EXCERPTED DATA —

● ● ●

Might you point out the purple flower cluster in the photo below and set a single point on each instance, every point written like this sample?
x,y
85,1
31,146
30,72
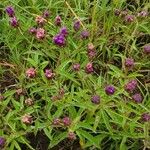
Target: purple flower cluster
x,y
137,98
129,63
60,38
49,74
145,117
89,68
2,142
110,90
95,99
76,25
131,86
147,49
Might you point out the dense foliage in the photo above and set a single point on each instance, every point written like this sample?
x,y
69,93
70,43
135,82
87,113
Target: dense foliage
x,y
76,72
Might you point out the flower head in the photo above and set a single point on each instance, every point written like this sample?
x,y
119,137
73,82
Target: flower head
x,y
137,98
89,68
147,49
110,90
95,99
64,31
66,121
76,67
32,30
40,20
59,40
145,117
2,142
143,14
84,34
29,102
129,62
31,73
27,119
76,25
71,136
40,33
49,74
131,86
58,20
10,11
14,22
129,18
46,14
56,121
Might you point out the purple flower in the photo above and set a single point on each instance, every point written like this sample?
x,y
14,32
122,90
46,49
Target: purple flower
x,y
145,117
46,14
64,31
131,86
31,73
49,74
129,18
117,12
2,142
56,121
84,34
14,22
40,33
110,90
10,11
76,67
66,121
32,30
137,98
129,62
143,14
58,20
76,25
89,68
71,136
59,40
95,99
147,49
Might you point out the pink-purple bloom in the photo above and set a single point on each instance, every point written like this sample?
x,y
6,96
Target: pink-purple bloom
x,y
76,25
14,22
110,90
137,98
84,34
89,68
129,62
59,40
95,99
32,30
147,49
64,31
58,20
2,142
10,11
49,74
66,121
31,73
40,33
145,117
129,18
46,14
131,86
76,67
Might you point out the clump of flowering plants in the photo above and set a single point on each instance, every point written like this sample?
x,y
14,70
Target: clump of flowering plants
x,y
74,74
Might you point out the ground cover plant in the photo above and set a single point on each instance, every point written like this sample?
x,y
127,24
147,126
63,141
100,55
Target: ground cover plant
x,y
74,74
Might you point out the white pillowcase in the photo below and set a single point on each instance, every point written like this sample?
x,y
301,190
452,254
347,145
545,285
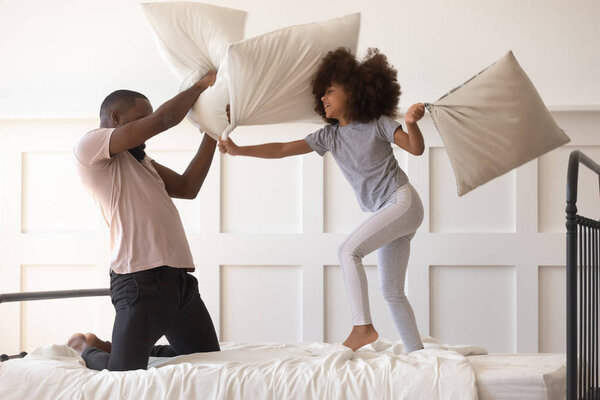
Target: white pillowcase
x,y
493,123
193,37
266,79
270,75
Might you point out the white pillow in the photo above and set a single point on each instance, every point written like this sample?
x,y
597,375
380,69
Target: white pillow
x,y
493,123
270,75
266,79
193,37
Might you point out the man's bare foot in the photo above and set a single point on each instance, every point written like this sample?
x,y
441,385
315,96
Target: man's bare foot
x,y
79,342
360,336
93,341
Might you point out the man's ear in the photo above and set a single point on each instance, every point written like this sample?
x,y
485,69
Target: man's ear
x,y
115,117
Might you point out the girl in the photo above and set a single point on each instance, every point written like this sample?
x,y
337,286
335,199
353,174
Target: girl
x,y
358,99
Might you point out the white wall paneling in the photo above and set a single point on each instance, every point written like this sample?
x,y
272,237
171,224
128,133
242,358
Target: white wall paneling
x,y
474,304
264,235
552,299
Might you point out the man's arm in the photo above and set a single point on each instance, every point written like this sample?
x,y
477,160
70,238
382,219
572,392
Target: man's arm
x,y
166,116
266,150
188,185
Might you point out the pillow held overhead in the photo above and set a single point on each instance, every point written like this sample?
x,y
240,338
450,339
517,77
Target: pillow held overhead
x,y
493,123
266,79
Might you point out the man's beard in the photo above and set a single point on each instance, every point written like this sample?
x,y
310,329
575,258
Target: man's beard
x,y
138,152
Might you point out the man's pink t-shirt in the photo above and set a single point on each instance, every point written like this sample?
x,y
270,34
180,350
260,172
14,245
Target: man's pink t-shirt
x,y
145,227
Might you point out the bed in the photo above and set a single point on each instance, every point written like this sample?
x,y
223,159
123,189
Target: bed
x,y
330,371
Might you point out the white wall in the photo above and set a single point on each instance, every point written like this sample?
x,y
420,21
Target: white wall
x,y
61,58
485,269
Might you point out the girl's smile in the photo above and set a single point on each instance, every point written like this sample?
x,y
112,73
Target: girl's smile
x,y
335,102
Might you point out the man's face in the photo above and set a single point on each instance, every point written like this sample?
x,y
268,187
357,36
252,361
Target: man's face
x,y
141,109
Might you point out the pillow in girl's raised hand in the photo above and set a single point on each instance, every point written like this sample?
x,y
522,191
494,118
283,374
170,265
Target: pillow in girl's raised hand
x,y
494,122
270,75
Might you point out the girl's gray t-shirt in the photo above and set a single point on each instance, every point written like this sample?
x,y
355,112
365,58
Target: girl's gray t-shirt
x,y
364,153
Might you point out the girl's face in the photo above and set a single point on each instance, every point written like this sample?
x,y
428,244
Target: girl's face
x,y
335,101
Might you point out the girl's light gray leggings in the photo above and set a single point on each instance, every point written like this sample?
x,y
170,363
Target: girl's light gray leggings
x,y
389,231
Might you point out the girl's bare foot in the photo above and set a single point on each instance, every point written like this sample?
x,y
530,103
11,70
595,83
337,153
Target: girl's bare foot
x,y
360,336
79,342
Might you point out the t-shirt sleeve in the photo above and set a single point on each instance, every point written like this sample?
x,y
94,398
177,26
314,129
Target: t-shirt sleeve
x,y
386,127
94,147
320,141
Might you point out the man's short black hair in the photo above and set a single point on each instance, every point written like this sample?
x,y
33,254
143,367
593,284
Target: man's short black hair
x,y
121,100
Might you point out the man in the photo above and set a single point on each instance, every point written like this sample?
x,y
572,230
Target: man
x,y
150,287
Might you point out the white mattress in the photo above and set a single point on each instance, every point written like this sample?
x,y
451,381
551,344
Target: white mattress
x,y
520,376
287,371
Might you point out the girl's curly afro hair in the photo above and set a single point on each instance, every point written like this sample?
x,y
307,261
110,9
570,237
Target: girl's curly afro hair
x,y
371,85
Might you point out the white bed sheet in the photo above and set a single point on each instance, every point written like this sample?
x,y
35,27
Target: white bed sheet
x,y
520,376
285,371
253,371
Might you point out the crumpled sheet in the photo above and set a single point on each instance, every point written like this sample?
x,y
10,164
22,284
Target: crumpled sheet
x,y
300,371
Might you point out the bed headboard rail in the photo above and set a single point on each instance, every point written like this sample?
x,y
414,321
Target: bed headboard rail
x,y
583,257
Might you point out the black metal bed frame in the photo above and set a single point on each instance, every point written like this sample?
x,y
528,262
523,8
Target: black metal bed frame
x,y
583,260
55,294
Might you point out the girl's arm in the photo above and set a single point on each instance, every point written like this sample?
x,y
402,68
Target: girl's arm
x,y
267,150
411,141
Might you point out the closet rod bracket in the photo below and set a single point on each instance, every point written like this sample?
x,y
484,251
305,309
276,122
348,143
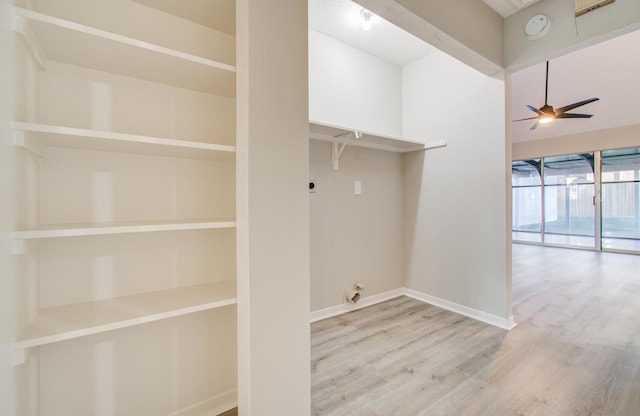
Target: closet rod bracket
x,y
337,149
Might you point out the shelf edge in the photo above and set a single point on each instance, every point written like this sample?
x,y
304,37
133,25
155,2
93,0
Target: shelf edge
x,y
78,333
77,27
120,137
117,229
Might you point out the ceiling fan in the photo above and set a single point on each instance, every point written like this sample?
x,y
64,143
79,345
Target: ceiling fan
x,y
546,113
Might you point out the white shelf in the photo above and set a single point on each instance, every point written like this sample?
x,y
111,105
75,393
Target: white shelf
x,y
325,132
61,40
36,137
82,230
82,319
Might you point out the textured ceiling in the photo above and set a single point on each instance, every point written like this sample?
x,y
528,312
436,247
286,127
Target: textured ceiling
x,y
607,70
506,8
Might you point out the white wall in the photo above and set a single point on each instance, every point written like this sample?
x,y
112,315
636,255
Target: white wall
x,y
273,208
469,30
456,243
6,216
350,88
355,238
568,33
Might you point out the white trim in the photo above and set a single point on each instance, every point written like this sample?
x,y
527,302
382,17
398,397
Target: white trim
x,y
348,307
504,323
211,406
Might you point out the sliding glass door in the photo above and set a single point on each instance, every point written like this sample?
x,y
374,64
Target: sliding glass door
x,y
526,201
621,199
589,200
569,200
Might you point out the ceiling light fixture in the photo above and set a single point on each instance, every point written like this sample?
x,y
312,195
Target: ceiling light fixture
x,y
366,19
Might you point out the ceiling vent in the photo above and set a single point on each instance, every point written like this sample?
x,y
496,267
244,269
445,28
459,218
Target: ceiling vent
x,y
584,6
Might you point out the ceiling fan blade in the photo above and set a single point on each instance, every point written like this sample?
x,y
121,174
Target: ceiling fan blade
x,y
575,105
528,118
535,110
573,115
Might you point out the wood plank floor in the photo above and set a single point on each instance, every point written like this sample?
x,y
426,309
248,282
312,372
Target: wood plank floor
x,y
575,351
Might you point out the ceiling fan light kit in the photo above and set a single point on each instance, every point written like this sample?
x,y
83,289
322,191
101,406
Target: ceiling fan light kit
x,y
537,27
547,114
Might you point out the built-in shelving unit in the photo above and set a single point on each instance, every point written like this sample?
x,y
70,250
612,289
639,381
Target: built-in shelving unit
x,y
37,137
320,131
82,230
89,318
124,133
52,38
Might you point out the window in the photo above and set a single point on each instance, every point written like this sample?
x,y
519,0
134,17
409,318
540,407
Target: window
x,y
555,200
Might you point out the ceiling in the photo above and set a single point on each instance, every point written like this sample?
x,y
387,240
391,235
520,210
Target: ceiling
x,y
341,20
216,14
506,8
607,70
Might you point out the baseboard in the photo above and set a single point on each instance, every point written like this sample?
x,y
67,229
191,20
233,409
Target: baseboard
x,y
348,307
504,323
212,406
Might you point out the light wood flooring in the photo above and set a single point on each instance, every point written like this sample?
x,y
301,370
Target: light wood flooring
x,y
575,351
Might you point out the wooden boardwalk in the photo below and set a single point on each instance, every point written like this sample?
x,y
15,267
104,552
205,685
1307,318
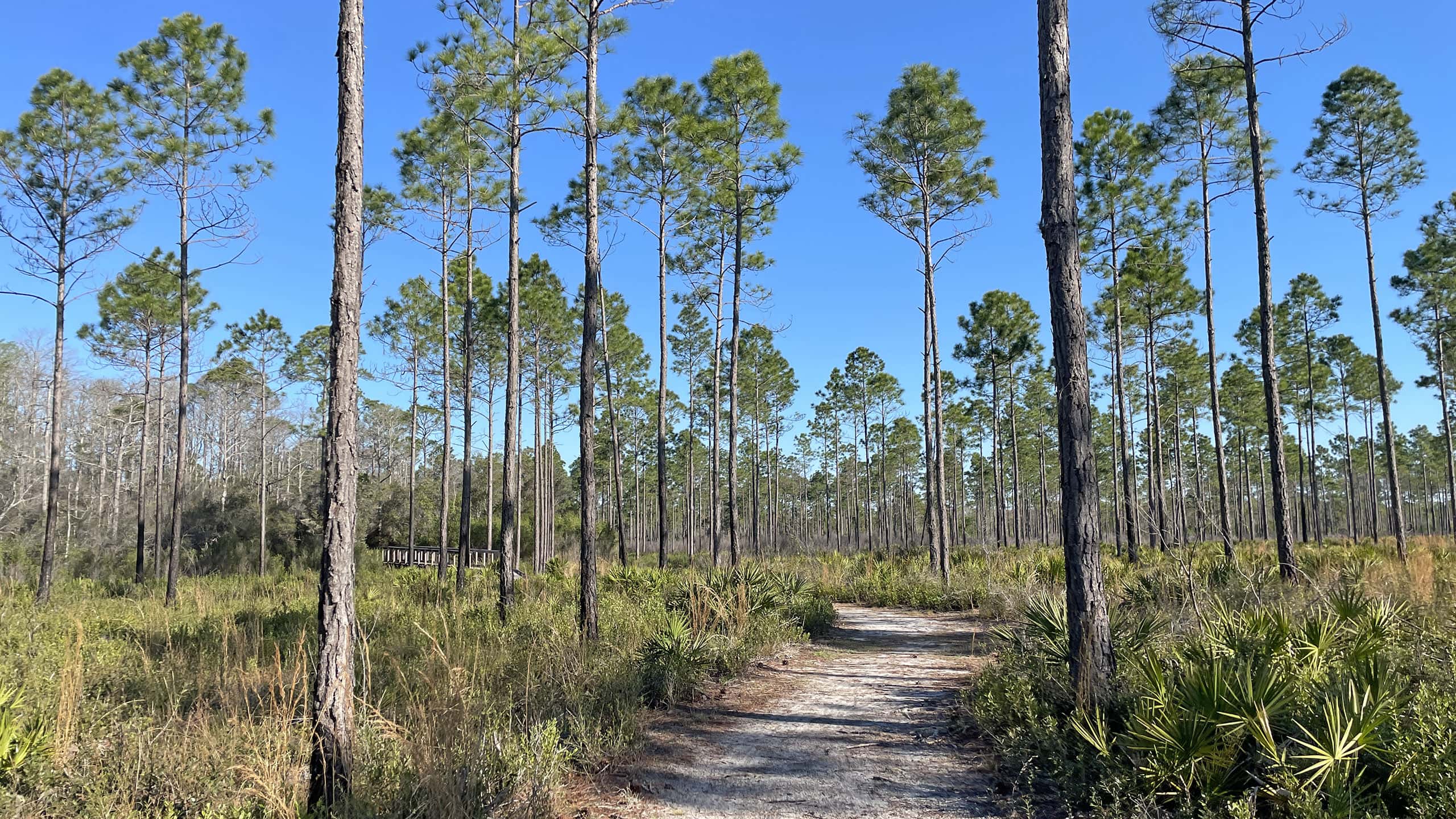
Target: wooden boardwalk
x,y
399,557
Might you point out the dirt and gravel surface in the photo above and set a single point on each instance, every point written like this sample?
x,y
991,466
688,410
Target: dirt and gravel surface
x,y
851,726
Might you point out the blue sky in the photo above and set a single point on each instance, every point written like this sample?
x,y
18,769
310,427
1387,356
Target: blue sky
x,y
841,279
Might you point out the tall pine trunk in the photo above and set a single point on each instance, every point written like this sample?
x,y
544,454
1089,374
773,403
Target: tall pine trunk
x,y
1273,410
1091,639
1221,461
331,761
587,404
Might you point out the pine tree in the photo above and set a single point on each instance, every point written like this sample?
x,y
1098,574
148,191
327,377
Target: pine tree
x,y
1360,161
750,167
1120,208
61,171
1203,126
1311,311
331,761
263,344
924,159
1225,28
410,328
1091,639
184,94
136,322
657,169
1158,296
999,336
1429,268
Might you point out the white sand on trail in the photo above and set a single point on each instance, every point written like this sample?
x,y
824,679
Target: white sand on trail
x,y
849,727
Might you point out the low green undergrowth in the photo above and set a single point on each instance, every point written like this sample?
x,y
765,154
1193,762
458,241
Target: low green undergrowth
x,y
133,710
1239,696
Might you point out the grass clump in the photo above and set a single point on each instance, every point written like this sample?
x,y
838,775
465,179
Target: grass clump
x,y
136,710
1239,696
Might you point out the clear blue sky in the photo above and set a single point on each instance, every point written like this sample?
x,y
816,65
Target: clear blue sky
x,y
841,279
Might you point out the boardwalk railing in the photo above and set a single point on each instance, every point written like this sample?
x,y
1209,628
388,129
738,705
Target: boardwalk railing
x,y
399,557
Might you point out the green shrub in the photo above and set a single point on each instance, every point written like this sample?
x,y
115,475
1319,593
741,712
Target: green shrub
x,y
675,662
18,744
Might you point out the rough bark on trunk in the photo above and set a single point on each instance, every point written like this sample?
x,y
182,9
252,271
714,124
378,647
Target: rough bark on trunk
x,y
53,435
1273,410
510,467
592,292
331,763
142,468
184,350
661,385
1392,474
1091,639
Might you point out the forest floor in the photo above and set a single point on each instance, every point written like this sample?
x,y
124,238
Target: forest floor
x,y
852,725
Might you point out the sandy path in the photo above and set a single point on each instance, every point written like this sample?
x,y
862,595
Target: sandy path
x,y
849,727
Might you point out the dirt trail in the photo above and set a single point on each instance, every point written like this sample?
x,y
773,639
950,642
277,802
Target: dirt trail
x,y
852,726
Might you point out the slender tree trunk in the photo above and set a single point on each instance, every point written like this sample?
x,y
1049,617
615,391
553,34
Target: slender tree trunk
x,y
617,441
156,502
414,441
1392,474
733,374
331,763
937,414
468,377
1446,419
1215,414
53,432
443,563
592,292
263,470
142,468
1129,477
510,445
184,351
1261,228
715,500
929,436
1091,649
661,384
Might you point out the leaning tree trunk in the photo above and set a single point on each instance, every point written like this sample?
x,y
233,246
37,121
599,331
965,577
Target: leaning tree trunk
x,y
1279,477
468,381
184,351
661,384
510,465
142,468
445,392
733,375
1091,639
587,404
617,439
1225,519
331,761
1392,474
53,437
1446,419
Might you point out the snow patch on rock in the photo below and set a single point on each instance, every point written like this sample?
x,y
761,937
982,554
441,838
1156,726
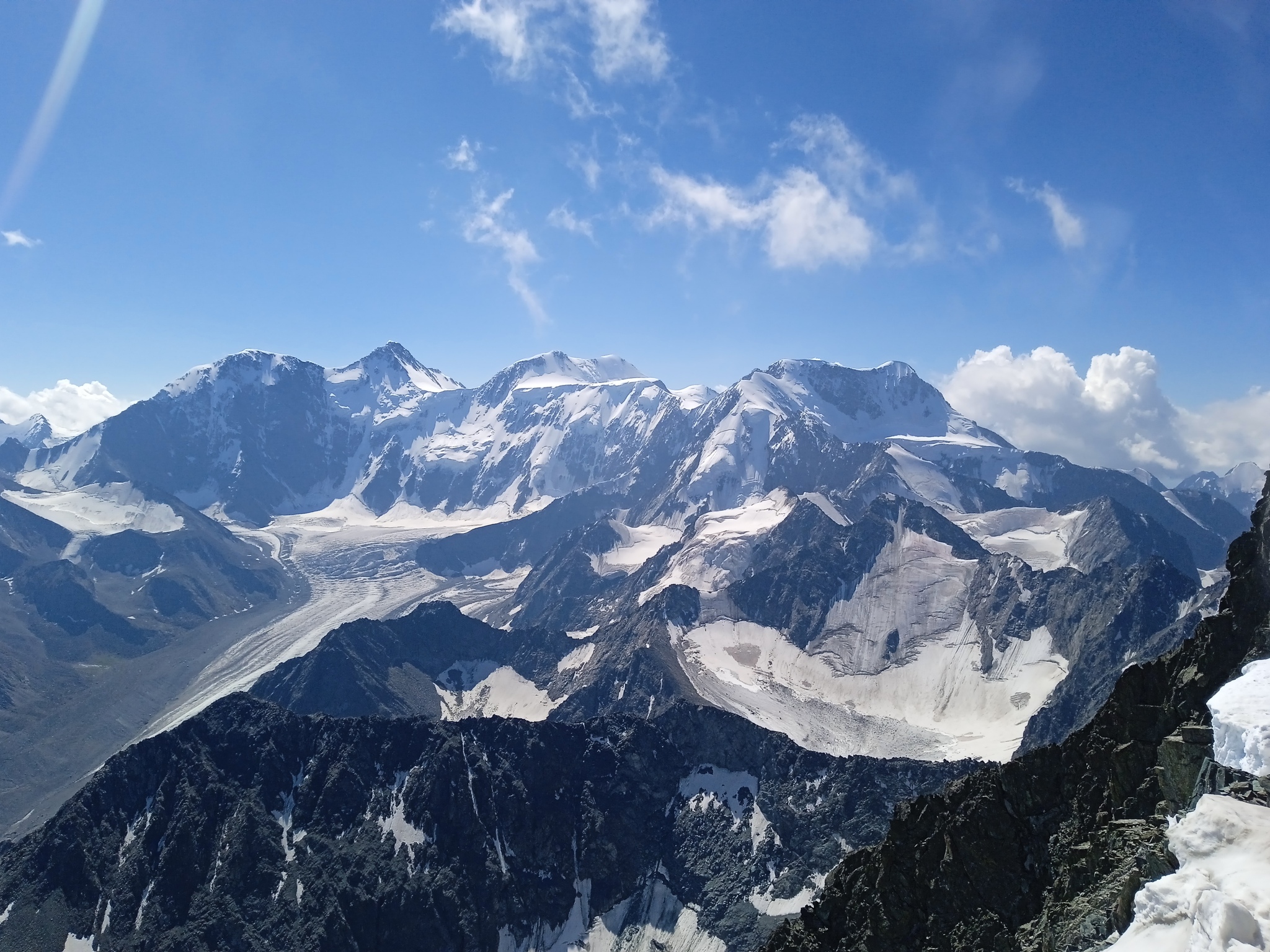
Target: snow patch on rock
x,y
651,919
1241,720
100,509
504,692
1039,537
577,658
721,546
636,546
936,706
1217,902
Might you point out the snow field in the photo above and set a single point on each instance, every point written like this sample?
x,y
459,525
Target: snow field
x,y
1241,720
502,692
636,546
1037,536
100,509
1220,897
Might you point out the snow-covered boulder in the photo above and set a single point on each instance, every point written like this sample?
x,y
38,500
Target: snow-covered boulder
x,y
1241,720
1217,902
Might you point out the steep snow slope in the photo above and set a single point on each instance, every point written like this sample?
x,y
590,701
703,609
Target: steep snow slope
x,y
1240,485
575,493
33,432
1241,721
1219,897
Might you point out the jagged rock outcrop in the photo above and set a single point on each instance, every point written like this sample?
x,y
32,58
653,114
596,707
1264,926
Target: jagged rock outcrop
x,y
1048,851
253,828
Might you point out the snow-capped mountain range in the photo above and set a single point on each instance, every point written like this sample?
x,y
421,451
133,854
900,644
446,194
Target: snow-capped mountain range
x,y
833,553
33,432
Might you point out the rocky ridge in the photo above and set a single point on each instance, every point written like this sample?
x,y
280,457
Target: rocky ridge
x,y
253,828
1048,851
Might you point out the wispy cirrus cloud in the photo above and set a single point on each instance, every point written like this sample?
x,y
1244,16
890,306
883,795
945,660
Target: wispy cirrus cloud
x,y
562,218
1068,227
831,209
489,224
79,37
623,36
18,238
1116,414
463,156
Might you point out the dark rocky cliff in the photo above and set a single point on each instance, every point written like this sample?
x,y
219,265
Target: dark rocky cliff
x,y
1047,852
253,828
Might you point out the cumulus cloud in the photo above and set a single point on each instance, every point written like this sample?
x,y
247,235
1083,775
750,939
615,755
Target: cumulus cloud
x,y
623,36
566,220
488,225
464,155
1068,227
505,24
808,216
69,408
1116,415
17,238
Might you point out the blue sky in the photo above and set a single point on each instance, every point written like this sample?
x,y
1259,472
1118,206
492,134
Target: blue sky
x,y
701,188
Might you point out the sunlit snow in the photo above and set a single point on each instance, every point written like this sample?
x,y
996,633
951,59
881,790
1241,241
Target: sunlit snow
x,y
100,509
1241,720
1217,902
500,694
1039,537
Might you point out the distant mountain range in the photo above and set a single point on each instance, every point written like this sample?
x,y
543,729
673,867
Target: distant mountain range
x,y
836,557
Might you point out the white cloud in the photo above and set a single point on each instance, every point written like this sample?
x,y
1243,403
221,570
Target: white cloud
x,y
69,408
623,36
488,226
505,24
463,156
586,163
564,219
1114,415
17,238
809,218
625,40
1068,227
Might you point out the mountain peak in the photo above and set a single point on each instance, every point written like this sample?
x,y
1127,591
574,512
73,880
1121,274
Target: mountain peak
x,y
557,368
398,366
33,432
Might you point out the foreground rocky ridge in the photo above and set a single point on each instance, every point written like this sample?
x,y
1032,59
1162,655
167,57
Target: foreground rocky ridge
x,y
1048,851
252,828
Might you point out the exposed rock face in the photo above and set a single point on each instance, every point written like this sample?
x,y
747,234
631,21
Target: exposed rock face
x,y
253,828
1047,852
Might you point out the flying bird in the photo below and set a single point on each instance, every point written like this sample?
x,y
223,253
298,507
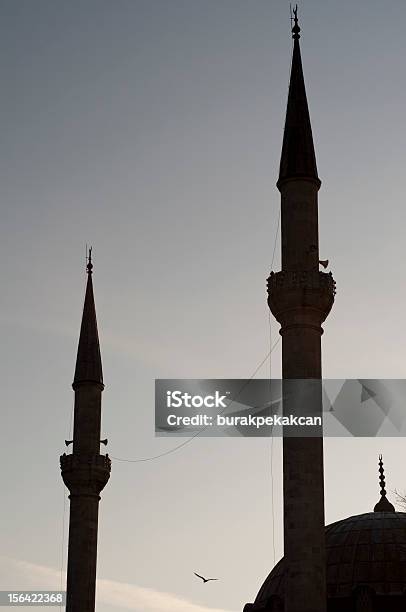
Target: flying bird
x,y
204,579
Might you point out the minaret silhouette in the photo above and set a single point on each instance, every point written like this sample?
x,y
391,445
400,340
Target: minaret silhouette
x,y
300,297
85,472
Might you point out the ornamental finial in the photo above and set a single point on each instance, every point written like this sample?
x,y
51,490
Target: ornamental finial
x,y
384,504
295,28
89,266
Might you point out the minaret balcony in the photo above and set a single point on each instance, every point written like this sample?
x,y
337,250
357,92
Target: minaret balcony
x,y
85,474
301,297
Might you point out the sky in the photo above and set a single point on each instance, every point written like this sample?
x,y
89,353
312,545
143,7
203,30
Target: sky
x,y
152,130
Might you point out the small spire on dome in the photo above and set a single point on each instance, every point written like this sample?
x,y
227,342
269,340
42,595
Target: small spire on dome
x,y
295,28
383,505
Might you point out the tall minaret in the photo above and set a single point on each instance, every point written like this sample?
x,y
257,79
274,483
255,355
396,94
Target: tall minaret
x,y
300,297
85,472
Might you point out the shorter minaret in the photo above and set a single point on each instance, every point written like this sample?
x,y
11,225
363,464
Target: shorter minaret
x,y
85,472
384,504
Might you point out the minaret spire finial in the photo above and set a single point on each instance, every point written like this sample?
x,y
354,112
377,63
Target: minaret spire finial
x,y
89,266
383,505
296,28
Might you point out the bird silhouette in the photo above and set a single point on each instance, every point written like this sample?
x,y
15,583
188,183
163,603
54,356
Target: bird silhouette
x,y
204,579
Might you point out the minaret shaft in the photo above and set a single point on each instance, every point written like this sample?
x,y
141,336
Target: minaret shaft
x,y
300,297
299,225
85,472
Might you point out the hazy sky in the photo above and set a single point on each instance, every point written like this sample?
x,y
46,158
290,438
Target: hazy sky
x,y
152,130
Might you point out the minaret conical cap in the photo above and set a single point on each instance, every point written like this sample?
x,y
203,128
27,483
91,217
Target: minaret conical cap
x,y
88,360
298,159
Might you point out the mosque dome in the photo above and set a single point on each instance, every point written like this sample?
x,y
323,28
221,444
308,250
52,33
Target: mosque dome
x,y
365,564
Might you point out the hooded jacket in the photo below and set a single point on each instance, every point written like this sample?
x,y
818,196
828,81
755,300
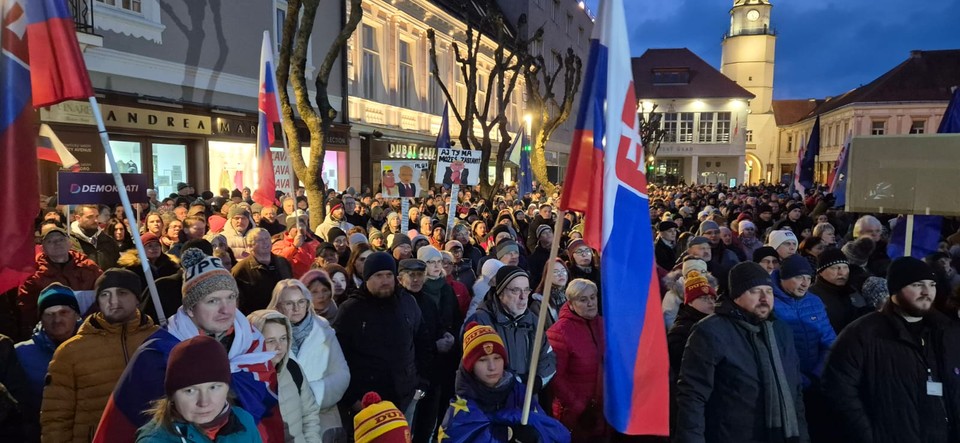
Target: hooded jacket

● ● ●

WRITTEN INSTRUCTION —
Quote verbatim the final run of lines in the material above, from the line that contains "Might you point out the hazy" through the very last line, excluding any pictures.

EXERCISE OUTPUT —
Might you point out the hazy sky in the photo above and set a single point on each instance, every point written like this sample?
x,y
46,158
290,438
Target: hazy sky
x,y
152,130
Might you point out the minaret conical cap in the photo above and set a single point on each instance, every point written like this sample?
x,y
203,128
27,483
91,217
Target: minaret conical cap
x,y
88,360
298,159
Might you point out the mosque dome in the photo above and set a single point on each instance, every point written like this sample?
x,y
323,28
221,444
308,250
52,33
Target: mosque dome
x,y
365,564
Might you point out the hooded jacket in the photo below and set a single point on each instance, every point written like this sample?
x,y
818,196
828,81
755,300
Target: hooded jacket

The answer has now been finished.